### The problem
Reproduce every one of the items below, replacing each occurrence of "phrase" with "label" and leaving all other text unchanged. Omit the pictures from your answer.

### Available records
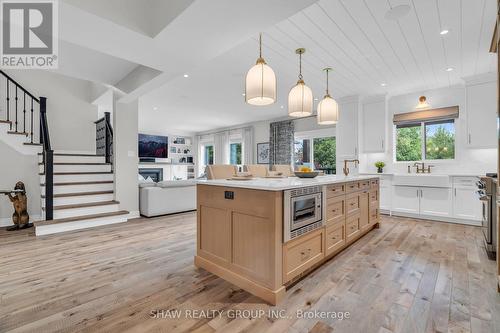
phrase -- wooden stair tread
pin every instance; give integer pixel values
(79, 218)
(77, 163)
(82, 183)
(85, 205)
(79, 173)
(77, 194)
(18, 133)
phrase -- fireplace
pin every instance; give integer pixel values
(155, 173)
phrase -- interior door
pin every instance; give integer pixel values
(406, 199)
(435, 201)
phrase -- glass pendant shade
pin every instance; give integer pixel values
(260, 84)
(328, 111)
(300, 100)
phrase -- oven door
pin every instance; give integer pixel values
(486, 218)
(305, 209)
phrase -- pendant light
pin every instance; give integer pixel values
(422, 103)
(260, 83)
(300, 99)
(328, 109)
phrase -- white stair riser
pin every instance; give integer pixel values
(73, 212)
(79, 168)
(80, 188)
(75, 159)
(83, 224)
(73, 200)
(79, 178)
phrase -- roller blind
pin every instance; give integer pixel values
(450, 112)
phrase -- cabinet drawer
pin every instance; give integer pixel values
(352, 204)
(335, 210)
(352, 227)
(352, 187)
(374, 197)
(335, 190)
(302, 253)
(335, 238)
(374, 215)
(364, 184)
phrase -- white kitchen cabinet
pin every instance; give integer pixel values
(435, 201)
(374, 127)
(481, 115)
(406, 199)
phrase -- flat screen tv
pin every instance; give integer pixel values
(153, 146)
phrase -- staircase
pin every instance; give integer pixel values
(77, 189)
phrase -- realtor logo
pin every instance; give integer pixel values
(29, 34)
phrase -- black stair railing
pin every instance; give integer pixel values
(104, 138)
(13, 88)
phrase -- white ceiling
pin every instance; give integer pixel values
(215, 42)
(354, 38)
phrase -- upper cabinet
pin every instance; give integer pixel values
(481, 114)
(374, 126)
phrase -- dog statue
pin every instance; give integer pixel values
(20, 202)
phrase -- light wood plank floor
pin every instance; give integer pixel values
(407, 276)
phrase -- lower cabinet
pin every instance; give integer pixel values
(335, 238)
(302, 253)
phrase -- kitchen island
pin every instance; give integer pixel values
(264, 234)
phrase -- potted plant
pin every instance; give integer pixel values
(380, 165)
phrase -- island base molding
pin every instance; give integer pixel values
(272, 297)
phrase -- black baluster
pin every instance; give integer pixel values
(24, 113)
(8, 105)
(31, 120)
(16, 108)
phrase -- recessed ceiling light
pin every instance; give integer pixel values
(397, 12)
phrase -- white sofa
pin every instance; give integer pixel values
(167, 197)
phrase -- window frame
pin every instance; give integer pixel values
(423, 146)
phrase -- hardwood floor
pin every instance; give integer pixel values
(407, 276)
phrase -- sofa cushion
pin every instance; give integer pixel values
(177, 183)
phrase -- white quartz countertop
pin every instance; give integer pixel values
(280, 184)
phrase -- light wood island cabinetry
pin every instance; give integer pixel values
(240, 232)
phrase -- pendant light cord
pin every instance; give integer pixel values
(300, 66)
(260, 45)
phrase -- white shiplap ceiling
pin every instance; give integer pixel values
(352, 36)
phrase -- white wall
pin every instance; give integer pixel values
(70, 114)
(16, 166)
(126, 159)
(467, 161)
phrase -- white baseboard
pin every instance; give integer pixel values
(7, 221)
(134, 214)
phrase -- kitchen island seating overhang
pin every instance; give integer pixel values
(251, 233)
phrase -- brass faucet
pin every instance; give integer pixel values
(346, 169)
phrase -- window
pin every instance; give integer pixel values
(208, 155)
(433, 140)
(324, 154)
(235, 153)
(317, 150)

### Answer in full
label -- wooden stair tread
pin every instance; give integer pixel values
(79, 218)
(77, 163)
(82, 183)
(85, 205)
(79, 173)
(77, 194)
(18, 133)
label -- fireplace
pin every instance; give integer pixel values
(155, 173)
label -- interior door
pin every instance; give integer pixel values
(406, 199)
(435, 201)
label -- glass pendant shade
pin every instance; give integer pixel values
(260, 84)
(328, 111)
(300, 100)
label -- oven door
pin every instance; give integer pixel values
(486, 218)
(305, 209)
label -- pendant light
pin every instance; give integer pixel values
(422, 103)
(260, 83)
(300, 99)
(328, 109)
label -- white stair riser
pin every instance; give integer pixel values
(73, 212)
(79, 168)
(80, 188)
(75, 159)
(83, 224)
(73, 200)
(79, 178)
label -- roller blind
pin every instance; give integer pixel values
(450, 112)
label -- cabinet drawer
pin every instance; give integer pixel values
(352, 204)
(335, 210)
(352, 227)
(352, 187)
(374, 197)
(335, 190)
(302, 253)
(335, 238)
(374, 215)
(364, 184)
label -- white kitchen cabinet
pin every instance; give integer pixel values
(435, 201)
(374, 127)
(481, 115)
(406, 199)
label -- flat screen tv
pin every instance; give integer pixel values
(153, 146)
label -- staircase
pin every instance; give integer pixel values
(77, 189)
label -- realtor logo
pin every instance; give integer pixel values
(29, 34)
label -- black stair railing
pin every instance; give integer pixel values
(104, 138)
(13, 88)
label -- white ceiling
pin every instance; give integer pixel values
(215, 42)
(354, 38)
label -- upper cabinet
pin every instance; give integer pixel values
(481, 114)
(374, 126)
label -- dog statue
pin every instance; give integer pixel values
(20, 202)
label -- light wood plank floor
pin every instance; give integer pixel values
(407, 276)
label -- lower cabinet
pin every instance; give integer pixel values
(335, 238)
(302, 253)
label -- kitchen island
pin every instance; give integer pixel values
(264, 234)
label -- potted plant
pin every instance; give integer pixel values
(380, 165)
label -- island base molding
pin every instance; give integer pixel values
(272, 297)
label -- black baluster
pin every instance; give integer pixel values
(24, 113)
(8, 105)
(31, 120)
(16, 108)
label -- recessed ceiling light
pin every instance; give integer pixel values
(397, 12)
label -- white sofa
pin every instance; give integer pixel values
(167, 197)
label -- window frame
pin every instance; give integer pixel values
(423, 146)
label -- hardwood floor
pin every instance; give integer pixel values
(407, 276)
label -- sofa cushion
pin every instance; give integer pixel values
(177, 183)
label -- white quartz countertop
pin every instance; give integer pixel values
(280, 184)
label -- light wood island cabinetry
pin every instance; give integer pixel values
(240, 232)
label -- pendant light cord
pin every instance; give integer pixel values
(300, 66)
(260, 45)
label -- white shiplap ceiling
pin every instance; give integer pixel values
(352, 36)
label -- white wall
pin every instance; give integer pixel values
(70, 114)
(16, 166)
(126, 159)
(467, 161)
label -- white baseboard
pin every instance; give integer pixel values
(7, 221)
(134, 214)
label -- kitchen island seating overhang
pin every instance; give integer pixel values
(251, 233)
label -- brass faucet
pin every instance; give integer pixel values
(346, 169)
label -- window
pin every instance; give integer pixel values
(208, 155)
(433, 140)
(324, 154)
(235, 153)
(317, 150)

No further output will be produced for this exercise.